### Task directions
Within the records, find every line that includes the word "wall" and copy it.

### Supplied material
_ _ _ _

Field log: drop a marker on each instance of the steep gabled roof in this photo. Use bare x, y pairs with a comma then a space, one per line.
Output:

_ _ _ _

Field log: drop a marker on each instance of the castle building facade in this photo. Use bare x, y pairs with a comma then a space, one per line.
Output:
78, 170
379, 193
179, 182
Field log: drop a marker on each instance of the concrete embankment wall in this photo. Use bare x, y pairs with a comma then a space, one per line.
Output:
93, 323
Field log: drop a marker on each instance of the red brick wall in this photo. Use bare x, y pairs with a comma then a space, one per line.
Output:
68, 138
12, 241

_ _ _ _

### Task result
Field log: drop a marker on each instance of the concrete embankment wall in this photo. Use bare x, y pairs with a comma then a space, one per line.
Field log: drop a marker on each instance of the red brick wall in this photo. Use bare x, y pairs with a comma then a space, one per line.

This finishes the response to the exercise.